- Problem requirements
In the forum thread below offering advice on fostering a two-year-old, what did one family keep next to the kids' prescriptions?

START Excerpt

I’m tired. Thanks for all the kind words, but really, you know, it is nothing that any of you wouldn’t have done yourselves if you’d been in the same situation. I’m right, aren’t I?

I’ll tell you guys all about the messy custody battle that is just beginning some other time. Right now, I’m heading to Sears to get some holiday portraits made of the Two Stinkys.

One resource I didn’t think to mention is the many online parent help websites.

Sophie, this reminds me a lot of my former foster sister! My parents do therapeutic foster care, and have had to deal with a lot of situations just like yours. If you need anybody to talk to I’m sure my mom wouldn’t mind getting in touch with you. :slight_smile:

Sophie, you’ve gotten some great advice already, so I’ll just add a few thoughts.

First, the most important thing you can do for Dyanne is let her know she’s come to a home where she is loved and where she will be given care and protection. If you can show her that, little by little, any “mistakes” you make will be minor in comparison.

Second, it sounds from your OP that you have a partner. Take care of yourselves and take care of each other. Two-year-olds are very demanding and you need to be strong to weather the storms. Give each other an evening or a Sunday afternoon off now and then. Get your mother or someone else you and Dyanne trust to watch her so you and your partner can get away for an evening now and then. A support group for foster parents (either in real life or online) is also something to consider, if you haven’t already found one.

I can’t help much with the medicine, except to give sympathy. Totnak is getting better from croup, and is supposed to take a certain prescription cough medicine before bedtime. It’s supposed to be fruit flavored and I have an oral syringe to give it to him. But afterwards we’re still both ready for a good nap!

I have no advice to offer - you’ve gotten some great input from others here. I heartily endorse offering choices - that’s excellent training for future decision making as well as a bit of control that a 2 y/o can handle.

I admire you for taking on this challenge and I wish you the best. Sounds like these are two lucky kids. Do your best to keep a sense of humor and trust your instincts. Happy thoughts and good vibes coming your way!

-Michelle

A few more thoughts.

We kept a small package of M & M’s next to the kids prescriptions. If they took the medicine without spitting them out they received two or three M & M’s. (M & M’s were also handy for teaching colors.)

I didn’t think of this until I saw the other posts, but the high chair could indeed be the problem. My oldest was out of the high chair before he was two. Our table has two chairs and an L shaped bench, so we weren’t worried he’d tip a chair or fall of, because the bench was backed by a wall. Additionally, it’s possible that she was left confined in the high chair for extended periods of time either as discipline or because of neglect. I second and third the poster(s) who already suggested a booster seat.

I used several different ways to cope depending on the situation. As you get familiar with her you will be abe to tell when one is likely to be coming, most frequently I would redirect his attention so as to dissolve any oncoming fits. This was effective if he was about to lose it over what toy another child had or possesive type situations. At home when the tantrum or whining was about something he wanted I did not give in and I simply ignored him. An example of this would be not wanting to put shoes on to go out. No shoes, no going out and no amount of whining or tantrum was going to change my mind. As he grew older I used time outs if the tantrum came during a “fun” activity. Two minutes per year of age having to go to the other room, or sit on the steps and watch the others having fun while they played nicely.

And finally for the "trick that worked best for me, I would wrap my arms around them in a hug and whisper gentle words in their ear. Think about it, your child has to stop crying or screaming to hear what you are saying. It was amazingly effective for me. He was simply too curious about what I might say not to hush and try to hear. I would often say something like, I love you and I can tell you are mad (tired or hungry). Sometimes even softly singing or crooning a lullabye as well. Just quietly reassuring them that I loved them and wanted to e understanding of their feelings.

END Excerpt
START Recorded data

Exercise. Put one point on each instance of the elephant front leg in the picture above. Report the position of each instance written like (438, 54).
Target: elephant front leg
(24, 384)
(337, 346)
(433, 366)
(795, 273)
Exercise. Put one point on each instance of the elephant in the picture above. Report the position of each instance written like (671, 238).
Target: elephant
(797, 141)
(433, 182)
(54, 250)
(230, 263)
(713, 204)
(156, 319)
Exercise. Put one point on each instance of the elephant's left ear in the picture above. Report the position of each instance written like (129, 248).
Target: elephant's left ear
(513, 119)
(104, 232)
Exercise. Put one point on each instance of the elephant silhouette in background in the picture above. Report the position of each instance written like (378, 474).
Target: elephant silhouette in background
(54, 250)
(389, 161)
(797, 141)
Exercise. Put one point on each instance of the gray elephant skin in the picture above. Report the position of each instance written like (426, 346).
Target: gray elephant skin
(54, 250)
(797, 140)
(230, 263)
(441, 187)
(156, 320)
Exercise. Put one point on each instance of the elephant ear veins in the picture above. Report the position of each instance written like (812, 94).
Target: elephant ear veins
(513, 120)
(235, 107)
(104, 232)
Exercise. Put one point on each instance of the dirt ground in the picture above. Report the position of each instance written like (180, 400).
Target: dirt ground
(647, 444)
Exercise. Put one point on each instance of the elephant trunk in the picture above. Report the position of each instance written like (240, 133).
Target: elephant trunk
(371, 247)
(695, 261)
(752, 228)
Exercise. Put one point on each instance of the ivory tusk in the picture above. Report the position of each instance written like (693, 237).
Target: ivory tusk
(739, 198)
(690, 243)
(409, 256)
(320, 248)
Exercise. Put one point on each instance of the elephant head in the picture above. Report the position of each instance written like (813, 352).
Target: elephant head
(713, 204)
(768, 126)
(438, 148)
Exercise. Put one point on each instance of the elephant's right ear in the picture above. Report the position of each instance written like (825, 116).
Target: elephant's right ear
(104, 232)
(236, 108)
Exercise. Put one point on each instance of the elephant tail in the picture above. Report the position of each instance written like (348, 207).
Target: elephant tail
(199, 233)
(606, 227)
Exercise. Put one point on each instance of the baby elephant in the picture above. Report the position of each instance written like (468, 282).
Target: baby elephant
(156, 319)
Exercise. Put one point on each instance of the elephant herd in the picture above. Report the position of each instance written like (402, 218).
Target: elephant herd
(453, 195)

END Recorded data

- Completed task
A small package of M & M's.